Stored records:
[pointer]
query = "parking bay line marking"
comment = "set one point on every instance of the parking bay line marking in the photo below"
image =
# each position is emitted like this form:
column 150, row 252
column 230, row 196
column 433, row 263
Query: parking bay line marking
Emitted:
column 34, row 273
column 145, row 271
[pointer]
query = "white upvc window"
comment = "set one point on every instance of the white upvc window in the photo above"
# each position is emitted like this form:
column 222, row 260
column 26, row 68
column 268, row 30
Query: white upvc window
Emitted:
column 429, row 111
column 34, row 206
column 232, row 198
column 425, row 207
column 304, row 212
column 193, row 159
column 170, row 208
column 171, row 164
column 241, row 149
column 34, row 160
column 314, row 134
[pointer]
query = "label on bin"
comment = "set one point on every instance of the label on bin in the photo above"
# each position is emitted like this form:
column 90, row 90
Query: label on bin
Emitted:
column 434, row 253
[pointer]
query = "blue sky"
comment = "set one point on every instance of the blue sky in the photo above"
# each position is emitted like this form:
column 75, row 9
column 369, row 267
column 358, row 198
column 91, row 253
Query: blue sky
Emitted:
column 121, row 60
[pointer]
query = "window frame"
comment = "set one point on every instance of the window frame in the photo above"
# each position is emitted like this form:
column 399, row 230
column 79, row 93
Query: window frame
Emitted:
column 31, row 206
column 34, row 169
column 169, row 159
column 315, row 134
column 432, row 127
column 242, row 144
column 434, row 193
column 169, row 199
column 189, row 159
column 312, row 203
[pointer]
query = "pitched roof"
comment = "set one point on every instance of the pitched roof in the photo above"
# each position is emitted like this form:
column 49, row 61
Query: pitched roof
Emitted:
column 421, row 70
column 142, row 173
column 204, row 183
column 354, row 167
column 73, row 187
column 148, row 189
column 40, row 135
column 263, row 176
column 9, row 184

Written instruction. Reproduce all of the material above word for word, leaving nothing out and changing nothing.

Answer below.
[pointer]
query = "parking bay line marking"
comment = "set one point on every instance of the parking bay line marking in the photo below"
image =
# each position is emitted like this form:
column 150, row 252
column 230, row 196
column 433, row 263
Query: parking bay line marking
Emitted:
column 34, row 273
column 145, row 271
[pointer]
query = "white upvc window"
comment = "set one point on every instance of the white upvc window in the photo above"
# each position is emitted like this form:
column 222, row 260
column 26, row 68
column 268, row 30
Query: white upvc window
Emitted:
column 429, row 111
column 34, row 206
column 232, row 198
column 425, row 207
column 304, row 212
column 193, row 159
column 170, row 208
column 171, row 164
column 241, row 149
column 34, row 160
column 314, row 134
[pointer]
query = "label on bin"
comment = "set one point on every instance of the label on bin in the photo above"
# each position is emitted like this form:
column 90, row 90
Query: label on bin
Emitted:
column 434, row 253
[pointer]
query = "blue sky"
comment = "set one point on every instance of the blue sky in the photo above"
# each position is emitted like this form:
column 75, row 9
column 369, row 267
column 358, row 198
column 91, row 253
Query: blue sky
Emitted:
column 121, row 60
[pointer]
query = "window frame"
comment = "set one point on every instance of the window frame in the photo above"
# each position is emitted like this form:
column 399, row 230
column 79, row 93
Query: window frame
Emitted:
column 31, row 206
column 34, row 169
column 169, row 159
column 315, row 134
column 432, row 127
column 242, row 144
column 434, row 193
column 169, row 199
column 189, row 159
column 312, row 203
[pointer]
query = "pitched roof"
comment = "set one point on every instance of the pitched roof in the photo above"
# each position is emitted like this form:
column 49, row 61
Query: pitched roof
Emitted:
column 421, row 70
column 142, row 173
column 204, row 183
column 354, row 167
column 73, row 187
column 148, row 189
column 40, row 135
column 263, row 176
column 9, row 184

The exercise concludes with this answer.